● **Objective**
Quote word for word the part of the passage below about fame and its fans, starting with "It is not those" and going on through "that made me.".

● **Supplied text**
******
That is when you realise. That is when it all clicks.
They say you are one in a million. It means you are special. It means you are one of a kind, once in a life-time, not to be repeated, difficult to match, impossible to best. You are meant to know things because of the rewards that were meant for you. It is your destiny. Only they do not mean what they say. What they should say is you are one of a million.
It is not those that shape how you are remembered. It is the people. If you do not win the people, you have nothing. They are the addicts. They are the ones forcing you into doing more to satisfy their cravings, they are the ones that decide if, in the end, you ultimately did enough to be remembered. When you realise that “there was always something” then your world shatters. All those little pats on the back, all those condolences you had for yourself at the end of the long road through hell are gone.
Who was your greatest enemy, he asked. I answered him with the name of the same people that made me.
“The fans.”
“Time to die.”
Some have the desire to live forever. In this hell, with a million rabid animals snapping at your ankles to do more, to do better, to be more impressive, to fall further, to fight longer, to slam harder…with there always being something you sometimes find yourself hoping to be that one candle that burns twice as bright for half the time.
And then you face the unflattering truth; you’re a slave to the same people that worship the ground you walk on.
“Quite an experience to live in fear, isn’t it? That’s what it is to be a slave.”
******
● **Given records**

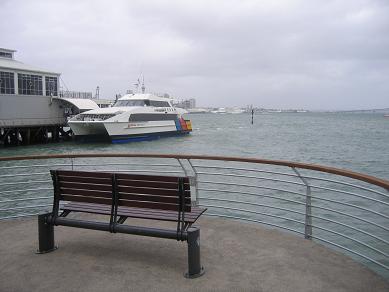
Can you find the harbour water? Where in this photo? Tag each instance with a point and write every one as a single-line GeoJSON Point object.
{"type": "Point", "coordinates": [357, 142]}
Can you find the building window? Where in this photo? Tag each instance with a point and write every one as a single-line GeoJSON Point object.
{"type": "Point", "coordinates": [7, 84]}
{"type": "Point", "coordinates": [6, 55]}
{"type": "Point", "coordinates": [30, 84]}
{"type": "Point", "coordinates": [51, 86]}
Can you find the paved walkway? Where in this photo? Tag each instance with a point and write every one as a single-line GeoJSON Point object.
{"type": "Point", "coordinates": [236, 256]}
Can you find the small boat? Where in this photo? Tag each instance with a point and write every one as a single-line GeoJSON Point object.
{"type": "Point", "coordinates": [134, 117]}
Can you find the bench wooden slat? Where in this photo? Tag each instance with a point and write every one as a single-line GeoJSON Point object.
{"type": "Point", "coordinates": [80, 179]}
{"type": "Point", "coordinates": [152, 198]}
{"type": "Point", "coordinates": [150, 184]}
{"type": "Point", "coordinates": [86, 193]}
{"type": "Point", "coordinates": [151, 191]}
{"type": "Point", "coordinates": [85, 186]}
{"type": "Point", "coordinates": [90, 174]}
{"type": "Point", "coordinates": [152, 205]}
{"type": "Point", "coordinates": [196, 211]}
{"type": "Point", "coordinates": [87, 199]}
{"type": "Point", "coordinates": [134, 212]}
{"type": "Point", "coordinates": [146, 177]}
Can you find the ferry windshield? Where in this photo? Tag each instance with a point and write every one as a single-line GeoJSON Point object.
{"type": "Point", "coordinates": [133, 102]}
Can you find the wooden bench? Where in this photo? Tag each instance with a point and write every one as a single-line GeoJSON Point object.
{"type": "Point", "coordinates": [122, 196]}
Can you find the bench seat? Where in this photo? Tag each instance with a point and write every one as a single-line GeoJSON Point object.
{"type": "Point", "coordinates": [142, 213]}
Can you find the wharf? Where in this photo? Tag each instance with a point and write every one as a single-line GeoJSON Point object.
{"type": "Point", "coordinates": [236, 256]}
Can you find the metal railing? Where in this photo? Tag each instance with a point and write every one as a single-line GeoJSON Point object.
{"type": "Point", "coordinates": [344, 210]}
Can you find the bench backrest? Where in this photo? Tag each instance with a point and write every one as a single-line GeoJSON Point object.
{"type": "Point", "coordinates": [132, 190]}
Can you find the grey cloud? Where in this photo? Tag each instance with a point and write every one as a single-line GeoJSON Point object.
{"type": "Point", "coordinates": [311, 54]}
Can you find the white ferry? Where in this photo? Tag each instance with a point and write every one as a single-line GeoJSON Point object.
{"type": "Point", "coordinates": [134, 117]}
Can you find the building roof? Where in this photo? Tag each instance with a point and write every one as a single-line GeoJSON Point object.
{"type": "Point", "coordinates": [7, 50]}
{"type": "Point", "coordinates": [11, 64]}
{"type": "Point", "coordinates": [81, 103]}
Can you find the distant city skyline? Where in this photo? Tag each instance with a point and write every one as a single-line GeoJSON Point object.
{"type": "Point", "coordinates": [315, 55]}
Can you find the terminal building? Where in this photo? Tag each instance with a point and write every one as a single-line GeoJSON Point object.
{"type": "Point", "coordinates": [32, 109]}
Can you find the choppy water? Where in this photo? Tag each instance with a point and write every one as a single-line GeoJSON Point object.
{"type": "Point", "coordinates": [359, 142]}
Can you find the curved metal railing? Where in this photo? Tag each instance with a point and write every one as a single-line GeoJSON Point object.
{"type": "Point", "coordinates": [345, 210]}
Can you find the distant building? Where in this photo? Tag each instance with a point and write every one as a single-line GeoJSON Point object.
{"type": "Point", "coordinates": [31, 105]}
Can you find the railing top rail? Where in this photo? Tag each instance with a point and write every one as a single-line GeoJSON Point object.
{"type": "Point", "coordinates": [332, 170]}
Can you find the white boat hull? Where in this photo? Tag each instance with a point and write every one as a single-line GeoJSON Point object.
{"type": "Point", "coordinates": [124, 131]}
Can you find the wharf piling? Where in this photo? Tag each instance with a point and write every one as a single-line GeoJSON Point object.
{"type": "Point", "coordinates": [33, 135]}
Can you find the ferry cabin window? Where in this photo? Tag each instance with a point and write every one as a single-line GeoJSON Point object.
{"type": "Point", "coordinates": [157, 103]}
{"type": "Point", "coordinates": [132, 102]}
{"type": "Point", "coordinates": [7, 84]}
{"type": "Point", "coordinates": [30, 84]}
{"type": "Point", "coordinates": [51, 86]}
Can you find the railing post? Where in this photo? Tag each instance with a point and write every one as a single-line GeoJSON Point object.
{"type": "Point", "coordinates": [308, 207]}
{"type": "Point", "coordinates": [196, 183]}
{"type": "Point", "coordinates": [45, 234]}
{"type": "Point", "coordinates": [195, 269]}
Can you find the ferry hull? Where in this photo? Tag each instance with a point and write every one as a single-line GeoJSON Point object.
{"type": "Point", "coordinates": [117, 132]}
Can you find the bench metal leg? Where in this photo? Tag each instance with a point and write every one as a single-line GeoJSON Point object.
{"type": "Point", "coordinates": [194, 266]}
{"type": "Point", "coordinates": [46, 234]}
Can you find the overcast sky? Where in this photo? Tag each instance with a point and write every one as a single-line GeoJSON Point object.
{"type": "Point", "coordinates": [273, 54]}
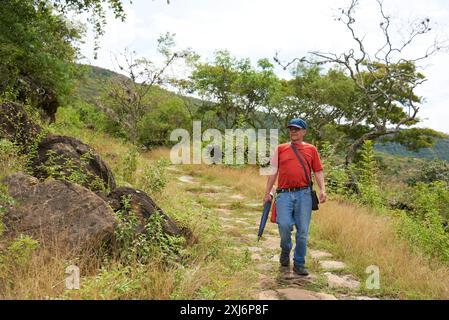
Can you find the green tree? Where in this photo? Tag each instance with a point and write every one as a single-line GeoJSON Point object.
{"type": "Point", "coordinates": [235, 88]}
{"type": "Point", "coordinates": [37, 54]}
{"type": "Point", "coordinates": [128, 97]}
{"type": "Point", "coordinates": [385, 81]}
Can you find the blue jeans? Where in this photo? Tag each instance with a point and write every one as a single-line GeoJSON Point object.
******
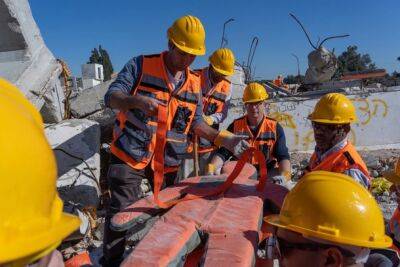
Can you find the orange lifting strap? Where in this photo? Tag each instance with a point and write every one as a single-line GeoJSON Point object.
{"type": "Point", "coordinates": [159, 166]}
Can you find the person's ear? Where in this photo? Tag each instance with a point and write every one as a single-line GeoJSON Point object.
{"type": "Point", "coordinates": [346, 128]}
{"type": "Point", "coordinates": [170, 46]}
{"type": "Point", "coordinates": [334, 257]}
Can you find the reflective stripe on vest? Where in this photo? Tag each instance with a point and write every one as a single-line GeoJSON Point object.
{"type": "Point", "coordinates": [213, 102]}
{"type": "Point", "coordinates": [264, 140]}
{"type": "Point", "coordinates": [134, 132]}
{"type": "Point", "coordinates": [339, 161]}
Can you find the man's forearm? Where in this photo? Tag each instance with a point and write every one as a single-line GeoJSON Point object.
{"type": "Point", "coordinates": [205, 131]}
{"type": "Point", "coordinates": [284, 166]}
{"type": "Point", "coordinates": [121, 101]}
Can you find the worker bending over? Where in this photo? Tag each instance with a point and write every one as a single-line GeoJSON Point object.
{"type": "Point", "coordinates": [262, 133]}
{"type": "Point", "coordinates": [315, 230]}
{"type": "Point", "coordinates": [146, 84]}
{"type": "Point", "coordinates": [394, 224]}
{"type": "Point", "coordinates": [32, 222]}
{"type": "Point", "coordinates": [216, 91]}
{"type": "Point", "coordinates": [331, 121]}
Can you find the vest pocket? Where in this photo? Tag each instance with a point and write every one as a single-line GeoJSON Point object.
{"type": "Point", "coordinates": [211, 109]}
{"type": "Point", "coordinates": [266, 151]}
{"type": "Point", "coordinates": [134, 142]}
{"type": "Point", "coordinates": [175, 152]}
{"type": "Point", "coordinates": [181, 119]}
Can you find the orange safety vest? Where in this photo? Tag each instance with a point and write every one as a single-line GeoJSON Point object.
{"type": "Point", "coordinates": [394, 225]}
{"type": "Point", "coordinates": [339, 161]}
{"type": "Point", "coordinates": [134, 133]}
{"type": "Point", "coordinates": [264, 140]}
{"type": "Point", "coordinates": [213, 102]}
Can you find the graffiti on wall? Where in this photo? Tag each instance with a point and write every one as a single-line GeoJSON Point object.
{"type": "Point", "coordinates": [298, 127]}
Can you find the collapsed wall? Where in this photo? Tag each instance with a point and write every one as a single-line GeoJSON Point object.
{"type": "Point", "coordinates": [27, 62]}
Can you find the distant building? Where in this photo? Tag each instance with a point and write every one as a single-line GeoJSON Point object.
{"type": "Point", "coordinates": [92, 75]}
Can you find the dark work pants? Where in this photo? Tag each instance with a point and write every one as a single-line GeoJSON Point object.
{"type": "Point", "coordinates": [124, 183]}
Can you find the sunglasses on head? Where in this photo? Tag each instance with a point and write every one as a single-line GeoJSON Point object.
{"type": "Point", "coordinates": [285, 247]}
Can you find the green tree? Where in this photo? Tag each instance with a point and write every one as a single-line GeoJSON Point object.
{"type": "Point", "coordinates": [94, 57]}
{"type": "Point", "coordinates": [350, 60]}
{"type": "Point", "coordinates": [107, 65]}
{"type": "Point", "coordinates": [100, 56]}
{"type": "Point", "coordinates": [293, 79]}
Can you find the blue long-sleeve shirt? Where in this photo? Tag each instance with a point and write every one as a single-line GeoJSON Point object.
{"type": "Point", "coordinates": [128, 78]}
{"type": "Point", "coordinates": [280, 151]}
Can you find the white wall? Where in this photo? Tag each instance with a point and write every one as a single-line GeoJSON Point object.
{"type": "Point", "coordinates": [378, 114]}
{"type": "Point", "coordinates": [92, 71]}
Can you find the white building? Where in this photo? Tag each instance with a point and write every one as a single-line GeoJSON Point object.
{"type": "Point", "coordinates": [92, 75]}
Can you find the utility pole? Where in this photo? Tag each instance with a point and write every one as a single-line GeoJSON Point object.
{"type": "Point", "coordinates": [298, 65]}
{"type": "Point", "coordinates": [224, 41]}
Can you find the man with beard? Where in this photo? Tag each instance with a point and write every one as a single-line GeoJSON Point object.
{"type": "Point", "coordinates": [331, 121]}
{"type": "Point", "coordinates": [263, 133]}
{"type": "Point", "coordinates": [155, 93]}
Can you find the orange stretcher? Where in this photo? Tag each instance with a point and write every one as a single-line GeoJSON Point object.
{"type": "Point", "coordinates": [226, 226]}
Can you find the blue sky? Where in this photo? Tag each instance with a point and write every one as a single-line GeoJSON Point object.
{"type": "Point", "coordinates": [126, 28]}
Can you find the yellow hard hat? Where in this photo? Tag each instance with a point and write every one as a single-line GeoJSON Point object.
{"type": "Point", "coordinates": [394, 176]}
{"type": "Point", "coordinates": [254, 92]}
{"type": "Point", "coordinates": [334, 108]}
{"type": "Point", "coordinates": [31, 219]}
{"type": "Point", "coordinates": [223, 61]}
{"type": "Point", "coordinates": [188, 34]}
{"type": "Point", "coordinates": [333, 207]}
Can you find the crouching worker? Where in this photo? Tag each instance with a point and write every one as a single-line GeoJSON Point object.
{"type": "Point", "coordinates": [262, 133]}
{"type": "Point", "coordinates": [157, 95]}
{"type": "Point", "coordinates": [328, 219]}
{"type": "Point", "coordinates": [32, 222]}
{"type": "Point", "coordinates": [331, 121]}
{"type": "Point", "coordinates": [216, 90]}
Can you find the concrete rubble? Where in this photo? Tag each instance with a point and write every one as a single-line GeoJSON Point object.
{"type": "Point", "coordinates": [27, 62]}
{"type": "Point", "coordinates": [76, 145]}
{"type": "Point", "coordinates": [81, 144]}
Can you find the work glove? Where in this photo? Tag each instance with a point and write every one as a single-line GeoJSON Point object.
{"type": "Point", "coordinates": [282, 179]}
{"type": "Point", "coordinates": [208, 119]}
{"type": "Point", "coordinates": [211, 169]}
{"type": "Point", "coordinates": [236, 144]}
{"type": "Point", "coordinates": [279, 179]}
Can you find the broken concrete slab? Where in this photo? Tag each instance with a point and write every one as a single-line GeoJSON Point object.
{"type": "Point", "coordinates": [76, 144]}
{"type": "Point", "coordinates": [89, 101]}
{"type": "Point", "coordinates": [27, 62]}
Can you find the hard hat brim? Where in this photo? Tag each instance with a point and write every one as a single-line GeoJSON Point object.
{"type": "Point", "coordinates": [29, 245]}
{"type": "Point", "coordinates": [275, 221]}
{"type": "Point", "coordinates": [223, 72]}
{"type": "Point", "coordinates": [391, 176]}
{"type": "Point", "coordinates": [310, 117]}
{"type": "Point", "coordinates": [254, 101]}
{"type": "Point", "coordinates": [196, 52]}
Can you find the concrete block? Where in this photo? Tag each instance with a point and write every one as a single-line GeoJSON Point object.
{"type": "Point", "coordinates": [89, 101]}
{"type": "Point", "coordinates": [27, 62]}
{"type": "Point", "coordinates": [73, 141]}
******
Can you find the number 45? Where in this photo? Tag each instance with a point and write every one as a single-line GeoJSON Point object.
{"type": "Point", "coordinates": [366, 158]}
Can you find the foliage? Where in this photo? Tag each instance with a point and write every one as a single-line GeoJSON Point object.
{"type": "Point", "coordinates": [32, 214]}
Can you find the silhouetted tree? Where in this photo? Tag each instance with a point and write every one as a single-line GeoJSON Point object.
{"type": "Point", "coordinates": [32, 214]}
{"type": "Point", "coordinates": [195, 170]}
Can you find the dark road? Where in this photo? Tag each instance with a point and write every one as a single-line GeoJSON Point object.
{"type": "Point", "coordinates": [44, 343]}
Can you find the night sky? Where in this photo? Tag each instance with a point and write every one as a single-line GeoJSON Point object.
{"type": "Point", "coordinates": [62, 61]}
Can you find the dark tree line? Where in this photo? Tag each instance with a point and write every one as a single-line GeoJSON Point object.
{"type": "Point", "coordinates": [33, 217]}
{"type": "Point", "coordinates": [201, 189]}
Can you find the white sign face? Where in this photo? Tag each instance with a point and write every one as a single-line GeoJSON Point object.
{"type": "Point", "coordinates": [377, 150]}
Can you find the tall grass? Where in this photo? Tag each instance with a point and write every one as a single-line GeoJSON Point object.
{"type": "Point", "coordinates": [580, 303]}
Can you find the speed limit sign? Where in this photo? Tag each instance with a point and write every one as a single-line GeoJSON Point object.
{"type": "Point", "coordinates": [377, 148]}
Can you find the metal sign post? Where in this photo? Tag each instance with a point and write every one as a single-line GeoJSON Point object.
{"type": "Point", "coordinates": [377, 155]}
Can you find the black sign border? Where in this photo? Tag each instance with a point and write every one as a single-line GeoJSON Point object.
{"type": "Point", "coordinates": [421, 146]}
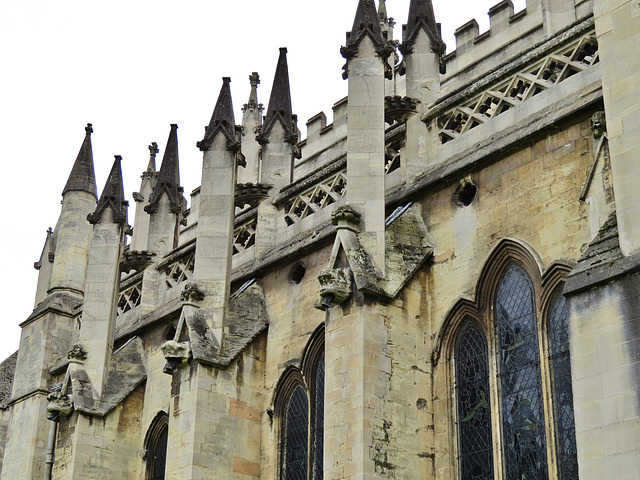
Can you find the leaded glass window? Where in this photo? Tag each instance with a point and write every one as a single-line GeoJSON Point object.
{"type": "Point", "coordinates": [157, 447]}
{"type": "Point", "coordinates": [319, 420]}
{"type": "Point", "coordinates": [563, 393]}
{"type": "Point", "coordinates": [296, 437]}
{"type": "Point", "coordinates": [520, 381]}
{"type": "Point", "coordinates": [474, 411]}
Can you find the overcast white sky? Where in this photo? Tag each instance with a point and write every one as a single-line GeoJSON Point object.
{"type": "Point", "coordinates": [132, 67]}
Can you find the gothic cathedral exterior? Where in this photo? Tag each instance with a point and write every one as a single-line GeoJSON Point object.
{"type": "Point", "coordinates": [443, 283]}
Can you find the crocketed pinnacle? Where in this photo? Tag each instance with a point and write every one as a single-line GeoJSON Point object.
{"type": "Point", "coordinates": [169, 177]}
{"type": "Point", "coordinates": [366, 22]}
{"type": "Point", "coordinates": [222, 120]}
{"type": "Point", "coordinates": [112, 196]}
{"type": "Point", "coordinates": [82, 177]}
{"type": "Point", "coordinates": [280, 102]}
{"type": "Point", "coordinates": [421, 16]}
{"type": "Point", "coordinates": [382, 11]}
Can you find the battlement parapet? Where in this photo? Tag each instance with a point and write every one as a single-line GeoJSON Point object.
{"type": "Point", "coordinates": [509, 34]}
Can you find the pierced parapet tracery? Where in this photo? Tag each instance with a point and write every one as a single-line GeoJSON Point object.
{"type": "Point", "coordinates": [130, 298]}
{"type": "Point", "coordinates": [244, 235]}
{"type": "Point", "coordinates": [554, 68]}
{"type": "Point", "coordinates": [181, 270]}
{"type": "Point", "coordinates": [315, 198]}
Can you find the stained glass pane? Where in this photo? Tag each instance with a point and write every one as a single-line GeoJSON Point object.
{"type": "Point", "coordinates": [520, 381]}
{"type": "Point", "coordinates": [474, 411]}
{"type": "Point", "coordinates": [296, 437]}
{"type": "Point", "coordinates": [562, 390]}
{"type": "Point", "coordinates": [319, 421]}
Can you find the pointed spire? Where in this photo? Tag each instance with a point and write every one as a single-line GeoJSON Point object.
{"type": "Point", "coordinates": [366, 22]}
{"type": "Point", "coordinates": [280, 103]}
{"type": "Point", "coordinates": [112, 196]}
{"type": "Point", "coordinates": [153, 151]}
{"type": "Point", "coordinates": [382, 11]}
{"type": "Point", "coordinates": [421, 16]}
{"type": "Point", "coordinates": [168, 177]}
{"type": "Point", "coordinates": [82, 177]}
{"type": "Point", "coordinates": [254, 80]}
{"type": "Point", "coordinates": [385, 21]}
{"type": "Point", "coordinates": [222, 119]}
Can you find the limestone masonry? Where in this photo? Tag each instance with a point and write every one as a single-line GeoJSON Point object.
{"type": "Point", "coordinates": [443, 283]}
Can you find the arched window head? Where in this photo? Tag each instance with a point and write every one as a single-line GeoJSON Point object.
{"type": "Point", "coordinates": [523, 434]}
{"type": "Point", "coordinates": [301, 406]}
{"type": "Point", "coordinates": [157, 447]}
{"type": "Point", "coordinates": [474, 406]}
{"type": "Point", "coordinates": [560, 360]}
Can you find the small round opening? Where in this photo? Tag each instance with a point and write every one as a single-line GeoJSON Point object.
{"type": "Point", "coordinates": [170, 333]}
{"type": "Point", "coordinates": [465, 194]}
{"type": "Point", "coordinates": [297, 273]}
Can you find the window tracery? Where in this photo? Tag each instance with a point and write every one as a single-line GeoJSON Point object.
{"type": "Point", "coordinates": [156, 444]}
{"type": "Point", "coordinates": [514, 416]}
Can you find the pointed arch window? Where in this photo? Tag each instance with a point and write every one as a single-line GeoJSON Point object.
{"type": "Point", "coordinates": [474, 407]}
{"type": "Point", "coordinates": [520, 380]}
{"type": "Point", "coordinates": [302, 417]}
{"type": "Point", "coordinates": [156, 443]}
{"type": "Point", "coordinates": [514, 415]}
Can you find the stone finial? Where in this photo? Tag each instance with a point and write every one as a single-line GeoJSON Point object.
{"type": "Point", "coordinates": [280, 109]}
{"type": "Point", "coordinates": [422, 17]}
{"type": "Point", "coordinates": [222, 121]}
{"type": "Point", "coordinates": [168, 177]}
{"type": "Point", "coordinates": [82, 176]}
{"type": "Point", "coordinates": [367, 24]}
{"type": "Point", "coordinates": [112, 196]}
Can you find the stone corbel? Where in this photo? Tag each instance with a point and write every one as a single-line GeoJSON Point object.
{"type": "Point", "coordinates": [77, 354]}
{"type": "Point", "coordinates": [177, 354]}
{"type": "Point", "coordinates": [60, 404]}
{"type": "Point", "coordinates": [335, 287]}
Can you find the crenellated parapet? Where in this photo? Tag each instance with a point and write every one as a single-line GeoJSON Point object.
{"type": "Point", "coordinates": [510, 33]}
******
● **Exercise answer**
It is not those that shape how you are remembered. It is the people. If you do not win the people, you have nothing. They are the addicts. They are the ones forcing you into doing more to satisfy their cravings, they are the ones that decide if, in the end, you ultimately did enough to be remembered. When you realise that “there was always something” then your world shatters. All those little pats on the back, all those condolences you had for yourself at the end of the long road through hell are gone.
Who was your greatest enemy, he asked. I answered him with the name of the same people that made me.